### Exercise brief
Write out the records again, exactly, leaving none out.
********************
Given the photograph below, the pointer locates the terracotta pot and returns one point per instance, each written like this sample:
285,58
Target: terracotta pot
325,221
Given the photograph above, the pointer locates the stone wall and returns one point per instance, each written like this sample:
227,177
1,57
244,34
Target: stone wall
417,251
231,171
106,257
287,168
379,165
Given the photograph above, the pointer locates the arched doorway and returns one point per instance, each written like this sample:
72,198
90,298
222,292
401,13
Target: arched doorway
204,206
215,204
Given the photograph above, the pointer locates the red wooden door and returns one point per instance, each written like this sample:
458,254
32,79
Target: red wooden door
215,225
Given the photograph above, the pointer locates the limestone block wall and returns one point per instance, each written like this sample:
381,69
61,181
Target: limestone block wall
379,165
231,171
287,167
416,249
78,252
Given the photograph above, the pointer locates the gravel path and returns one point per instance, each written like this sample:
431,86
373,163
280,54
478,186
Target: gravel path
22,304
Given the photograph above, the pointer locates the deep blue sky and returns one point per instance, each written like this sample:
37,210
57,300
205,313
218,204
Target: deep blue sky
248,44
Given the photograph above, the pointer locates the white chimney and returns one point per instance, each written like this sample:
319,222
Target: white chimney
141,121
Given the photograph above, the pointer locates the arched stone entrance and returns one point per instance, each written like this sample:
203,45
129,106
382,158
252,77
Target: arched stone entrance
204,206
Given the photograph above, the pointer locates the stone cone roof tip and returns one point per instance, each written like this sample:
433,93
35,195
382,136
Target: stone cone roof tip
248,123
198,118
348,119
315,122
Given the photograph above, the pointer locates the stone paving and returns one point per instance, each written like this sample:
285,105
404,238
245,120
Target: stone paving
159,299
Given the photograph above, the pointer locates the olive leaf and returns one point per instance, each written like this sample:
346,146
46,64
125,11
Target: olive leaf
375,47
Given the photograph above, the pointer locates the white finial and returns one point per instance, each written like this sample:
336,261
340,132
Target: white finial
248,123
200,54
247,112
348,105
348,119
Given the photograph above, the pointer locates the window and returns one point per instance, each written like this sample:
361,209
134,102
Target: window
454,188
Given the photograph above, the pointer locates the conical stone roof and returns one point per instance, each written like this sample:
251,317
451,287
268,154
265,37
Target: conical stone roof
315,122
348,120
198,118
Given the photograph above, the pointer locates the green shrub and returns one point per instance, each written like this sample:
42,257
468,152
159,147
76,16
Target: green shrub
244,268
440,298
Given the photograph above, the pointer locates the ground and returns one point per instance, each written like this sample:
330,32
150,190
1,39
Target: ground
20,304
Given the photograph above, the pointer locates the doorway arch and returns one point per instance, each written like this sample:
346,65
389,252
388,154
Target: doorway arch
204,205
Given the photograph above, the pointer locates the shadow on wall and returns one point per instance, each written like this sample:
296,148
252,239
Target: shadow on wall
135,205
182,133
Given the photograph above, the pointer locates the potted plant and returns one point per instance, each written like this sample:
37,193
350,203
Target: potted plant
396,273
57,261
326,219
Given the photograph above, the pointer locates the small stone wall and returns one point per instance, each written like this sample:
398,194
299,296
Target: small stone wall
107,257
********************
### Solution for this exercise
Given the photograph below, the pointer locates the terracotta pot and returns one point per instance, each written like this sample:
285,58
Target: terracotta pot
325,221
Given the photograph above, the pointer locates the stone wall and returns one point per instance, each written like this sample:
227,177
1,57
244,34
Target: stone wall
417,251
231,171
106,257
287,168
379,165
Given the photograph above, the pointer locates the arched doorway and returns one point per instance, each written like this sample:
72,198
90,298
222,292
401,13
Target: arched doorway
204,206
215,204
Given the photograph above, the pointer locates the red wooden door and returns one point per instance, each written like this sample:
458,254
32,79
Target: red wooden door
215,225
Given the photograph above, the pointer locates the limestone block wall and returns one point per instance, each written like this sample:
381,69
61,181
Target: limestone block wall
379,165
231,171
287,167
416,249
78,252
Given the photograph above, the pointer locates the gravel path and returns one point per instance, each written like this sample:
431,86
373,163
280,54
478,186
Target: gravel path
22,304
Given the photograph above, the pointer locates the deep blue sky and returns one point per instance, each written like this sample:
37,210
57,300
205,313
218,204
Target: deep blue sky
248,44
Given the photograph above, the pointer locates the white chimney and returns one point per instance, each written like this sample:
319,222
Target: white chimney
141,121
Given the photograph above, the pointer locates the arched stone entrance and returns one point per instance, each written like this sample:
203,45
129,106
382,158
252,77
Target: arched stone entrance
204,206
Given the photograph above, the pointer locates the stone cone roof tip and returns one point per instance, each written like this sample:
433,93
35,195
382,136
Target: stone cone roof tip
248,123
198,118
348,119
315,122
Given the photograph above, the pointer locates the stone paving and returns one point per instance, each written like this sample:
285,105
404,238
245,120
Target: stone paving
159,299
Given the photograph above, the pointer locates the olive leaf and returns one point per instance, each written like this sample:
346,146
46,64
125,11
Target: olive leaf
375,47
Given the photograph above, the pointer locates the white finial and returns one point per instance, each written like this sample:
336,261
340,132
Target: white finial
248,123
200,54
247,112
348,105
348,119
Given the photograph above, the pointer locates the window and returns one point per instance, each written like this sample:
361,209
134,102
Target: window
454,188
Given the photograph above, the pointer locates the conical stone roof and returns one point per instance, each written like this sample:
251,317
451,287
268,154
265,37
Target: conical stone roof
315,122
348,120
198,118
Given the photograph above, the pointer locates the green shrub and returns one point per instance, each written like this sample:
42,257
468,152
159,147
76,16
Target: green shrub
244,268
440,298
Given the photograph above, the pointer locates the ground and returns one point per instance, each written like this sample:
330,32
150,190
1,39
Target: ground
20,304
Given the photograph above, the pointer locates the doorway arch and returns one point per instance, each written like this sample:
346,65
389,252
388,154
Target: doorway arch
204,205
Given the photograph above, the pointer locates the shadow on wall and returns one point per instance, each written like this sample:
296,148
252,239
Target: shadow on wall
135,205
182,133
Given the photograph above, the pointer locates the potted plant and returns one point per instance, each written like this sample:
37,193
350,203
Target: potted plant
396,273
57,261
326,219
Given the photograph above, the pointer locates the small stone wall and returns one point per instance, each written like this sample:
398,194
299,296
Target: small stone wall
107,257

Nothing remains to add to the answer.